EXERCISE INSTRUCTIONS
Rewrite the entries from the beginning through the line containing "[209,216,604,245]", inclusive, swapping "roof ridge" for "roof peak" and changing nothing else. Leave the pictures out.

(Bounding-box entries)
>> BEGIN

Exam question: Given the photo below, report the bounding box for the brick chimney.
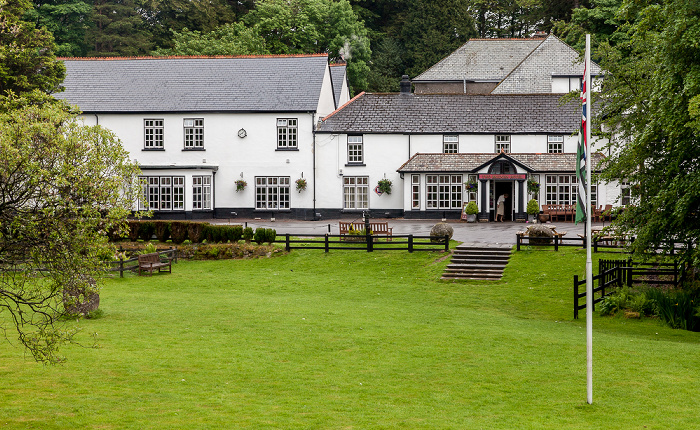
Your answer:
[401,75,411,94]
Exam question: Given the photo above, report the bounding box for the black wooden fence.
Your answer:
[574,260,682,319]
[275,234,450,252]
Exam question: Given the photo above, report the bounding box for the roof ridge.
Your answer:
[56,54,328,61]
[321,91,365,121]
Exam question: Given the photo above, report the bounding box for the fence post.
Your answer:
[574,275,578,320]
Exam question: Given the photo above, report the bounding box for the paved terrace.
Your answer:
[209,216,604,245]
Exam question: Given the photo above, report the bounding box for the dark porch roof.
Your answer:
[397,153,604,173]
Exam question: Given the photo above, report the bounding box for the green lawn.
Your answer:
[0,249,700,429]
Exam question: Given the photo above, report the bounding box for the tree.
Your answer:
[153,22,269,55]
[86,0,153,56]
[0,91,139,363]
[26,0,92,57]
[599,0,700,267]
[400,0,476,77]
[245,0,371,91]
[0,0,65,96]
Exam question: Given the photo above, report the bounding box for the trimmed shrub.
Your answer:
[229,225,243,243]
[243,227,255,243]
[139,221,156,242]
[170,221,187,244]
[153,221,170,242]
[253,227,267,245]
[265,228,277,244]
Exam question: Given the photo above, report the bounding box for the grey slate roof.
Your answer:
[491,36,600,94]
[331,64,347,108]
[55,55,328,112]
[397,153,603,173]
[318,93,581,134]
[413,39,544,82]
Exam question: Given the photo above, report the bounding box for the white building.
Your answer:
[56,36,619,220]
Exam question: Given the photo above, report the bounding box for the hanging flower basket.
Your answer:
[464,181,479,191]
[377,179,391,194]
[527,178,540,194]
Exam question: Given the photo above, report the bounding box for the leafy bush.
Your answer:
[139,221,156,242]
[129,220,141,242]
[153,221,170,242]
[243,227,255,242]
[464,202,479,215]
[187,222,209,243]
[170,221,187,244]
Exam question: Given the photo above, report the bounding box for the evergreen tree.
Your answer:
[0,0,65,96]
[87,0,153,56]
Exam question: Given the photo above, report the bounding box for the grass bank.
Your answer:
[0,249,700,429]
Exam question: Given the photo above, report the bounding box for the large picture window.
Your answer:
[192,176,211,210]
[343,176,369,209]
[143,119,163,149]
[139,176,185,211]
[545,175,598,206]
[425,175,464,209]
[183,118,204,149]
[277,118,297,149]
[348,136,363,164]
[255,176,289,209]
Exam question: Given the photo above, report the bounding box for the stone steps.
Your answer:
[442,244,511,280]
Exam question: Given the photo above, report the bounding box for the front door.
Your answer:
[492,181,513,221]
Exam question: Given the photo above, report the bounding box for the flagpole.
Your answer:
[584,34,593,405]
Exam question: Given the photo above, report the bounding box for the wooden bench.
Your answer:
[138,252,173,276]
[338,221,394,242]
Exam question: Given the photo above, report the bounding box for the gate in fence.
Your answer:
[574,260,682,319]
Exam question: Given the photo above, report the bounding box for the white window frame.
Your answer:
[425,174,464,210]
[442,134,459,154]
[495,134,510,154]
[343,176,369,209]
[143,118,165,149]
[182,118,204,149]
[348,136,365,164]
[255,176,291,210]
[544,174,598,206]
[277,118,299,149]
[139,176,185,211]
[411,175,420,210]
[192,175,212,211]
[547,135,564,154]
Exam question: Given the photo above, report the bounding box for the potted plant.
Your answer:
[464,201,479,222]
[525,199,540,222]
[377,178,391,194]
[527,177,540,195]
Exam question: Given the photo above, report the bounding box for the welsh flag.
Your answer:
[574,65,588,224]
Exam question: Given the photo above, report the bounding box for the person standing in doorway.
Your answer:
[496,194,508,222]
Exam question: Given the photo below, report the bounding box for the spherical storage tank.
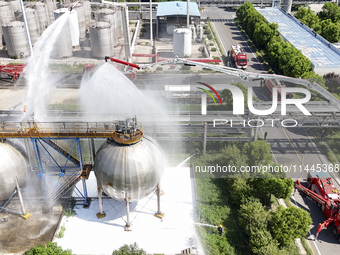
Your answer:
[0,143,27,201]
[94,136,164,201]
[173,28,191,57]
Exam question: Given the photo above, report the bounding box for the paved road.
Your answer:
[263,124,340,255]
[205,7,339,255]
[204,7,265,73]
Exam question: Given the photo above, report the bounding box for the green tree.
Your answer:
[254,21,279,48]
[250,174,294,205]
[243,140,273,166]
[249,229,279,255]
[269,206,312,246]
[24,242,72,255]
[238,198,270,237]
[323,73,340,94]
[112,243,146,255]
[218,144,247,169]
[318,2,340,22]
[227,178,253,206]
[236,2,255,24]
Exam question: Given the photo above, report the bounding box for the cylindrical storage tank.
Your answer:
[0,1,15,25]
[51,18,73,58]
[8,0,21,12]
[94,137,164,201]
[94,8,118,47]
[90,21,113,58]
[83,1,92,31]
[94,8,115,22]
[116,8,124,39]
[0,143,27,201]
[25,8,40,44]
[2,21,29,58]
[166,24,176,35]
[74,4,86,39]
[35,2,49,34]
[46,0,57,24]
[173,28,191,57]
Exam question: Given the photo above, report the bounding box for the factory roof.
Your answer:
[157,1,201,17]
[256,7,340,74]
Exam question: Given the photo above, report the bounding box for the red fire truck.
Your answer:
[265,80,292,101]
[229,44,248,69]
[295,171,340,241]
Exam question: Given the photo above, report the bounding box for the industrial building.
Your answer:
[255,7,340,75]
[156,1,201,38]
[0,0,130,59]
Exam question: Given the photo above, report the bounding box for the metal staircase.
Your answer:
[44,140,80,166]
[44,140,92,209]
[45,171,81,209]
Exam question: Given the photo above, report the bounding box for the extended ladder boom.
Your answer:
[295,180,329,205]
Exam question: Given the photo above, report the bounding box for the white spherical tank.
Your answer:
[94,136,164,201]
[0,143,27,201]
[173,28,191,57]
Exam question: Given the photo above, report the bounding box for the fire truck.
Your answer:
[265,79,293,101]
[229,44,248,69]
[295,171,340,241]
[0,65,26,81]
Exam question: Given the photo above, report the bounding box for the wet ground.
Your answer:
[0,200,60,253]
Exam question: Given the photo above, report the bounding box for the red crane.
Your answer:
[295,171,340,241]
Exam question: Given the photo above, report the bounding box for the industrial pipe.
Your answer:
[105,56,140,70]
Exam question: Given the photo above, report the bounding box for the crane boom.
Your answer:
[105,56,340,110]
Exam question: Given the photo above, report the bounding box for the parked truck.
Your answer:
[261,79,293,101]
[228,44,248,69]
[295,171,340,242]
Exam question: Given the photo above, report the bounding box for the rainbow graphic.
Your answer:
[197,82,222,106]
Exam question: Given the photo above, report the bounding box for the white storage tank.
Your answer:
[53,8,79,47]
[166,24,176,35]
[8,0,21,12]
[73,4,86,39]
[46,0,57,24]
[34,2,49,34]
[83,1,92,31]
[0,143,27,201]
[90,21,113,58]
[51,9,73,59]
[94,8,120,47]
[173,28,191,57]
[25,8,40,44]
[2,21,30,58]
[0,1,15,30]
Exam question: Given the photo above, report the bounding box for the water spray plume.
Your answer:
[23,12,70,121]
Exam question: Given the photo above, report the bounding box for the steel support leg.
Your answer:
[97,186,106,219]
[155,183,164,219]
[124,192,131,231]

>> END

TASK RESPONSE
Exam question: Given the photo below, report the bounding box for the brick chimney.
Your answer:
[401,75,411,94]
Exam question: Given the photo above, report the bounding box for the black wooden fence.
Your answer:
[574,260,682,319]
[275,234,450,252]
Exam question: Given the photo above, report the bounding box for the roof peak.
Your answer:
[56,54,328,61]
[321,91,365,121]
Exam question: Given the photo above, report the bounding box for the fence post.
Your answer:
[574,275,578,320]
Exam question: Given the photo above, report the bounding box for the paved terrace.
Your answer:
[209,216,604,245]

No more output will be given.